Le droit pénal de l’environnement a souffert, pendant de nombreuses années, d’une dépénalisation de fait. Deux récentes réformes ont tenté de remédier aux limites de l’application devant les tribunaux de la matière. Explications de Jean Tamalet et Joëlle Herschtel, associés du cabinet King & Spalding.

De quelle manière l’arsenal législatif en droit pénal de l’environnement a-t-il été renforcé ces deux dernières années ?

JOËLLE HERSCHTEL : L’édifice législatif du droit pénal de l’environnement s’est durci, ces deux dernières années, après un constat unanime des professionnels déplorant le manque de répression des infractions touchant à la matière par rapport à l’arsenal global des peines prononcées annuellement, ainsi qu’une prise de conscience de l’opinion publique quant aux dégradations environnementales. La population avait notamment à l’esprit les atteintes à la faune et à la flore, mais aussi les nombreux articles relatifs à l’écocide publiés ces dernières années. Face à ce constat, l’édifice répressif a été renforcé dans les moyens mis en oeuvre et dans les peines pouvant être prononcées. La loi du 24 décembre 2020, relative au parquet européen, à la justice environnementale et à la justice pénale spécialisée, s’est concentrée sur les moyens, via l’instauration de la spécialisation des juridictions. En dehors de la naissance du Parquet européen ayant une attribution de compétences en matière de droit pénal de l’environnement, cette loi prévoit notamment la création, dans le ressort de chaque cour d’appel, d’un pôle régional spécialisé en matière d’atteintes à l’environnement attaché à un tribunal judiciaire. Les magistrats relevant de ces pôles spécialisés recevront une formation spécifique sur les problématiques environnementales. La loi climat et résilience du 22 août 2021 a, pour sa part, renforcé les infractions et les peines encourues.

JEAN TAMALET : Cette évolution législative s’inscrit dans un mouvement global de durcissement du droit pénal de l’environnement, qui n’a émergé que récemment en France et ne va pas aussi loin que certains pays, comme notamment les Pays-Bas ou encore la Belgique, qui militent auprès de la Cour pénale internationale en faveur de la reconnaissance du crime international d’écocide, aux côtés du génocide, ou encore du crime contre l’humanité.

════════════════════

* TRAVAIL À FAIRE
a) Traduisez en anglais, s'il vous plaît, cette phrase de l'extrait choisi : « La loi climat et résilience du 22 août 2021 a, pour sa part, renforcé les infractions et les peines encourues. »
b) Reproduisez à l'identique le passage de l'extrait choisi qui commence par « Le droit pénal » et se poursuit jusqu'à « dernières années ? ».

* DONNÉES DISPONIBLES
════════════════════

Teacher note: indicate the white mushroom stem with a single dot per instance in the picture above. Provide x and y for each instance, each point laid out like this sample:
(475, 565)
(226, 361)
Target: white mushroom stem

════════════════════

* LISTE DES SOLUTIONS
a) The Climate and Resilience Act of August 22, 2021, for its part, strengthened the offenses and the penalties incurred.

b)
Le droit pénal de l’environnement a souffert, pendant de nombreuses années, d’une dépénalisation de fait. Deux récentes réformes ont tenté de remédier aux limites de l’application devant les tribunaux de la matière. Explications de Jean Tamalet et Joëlle Herschtel, associés du cabinet King & Spalding.

De quelle manière l’arsenal législatif en droit pénal de l’environnement a-t-il été renforcé ces deux dernières années ?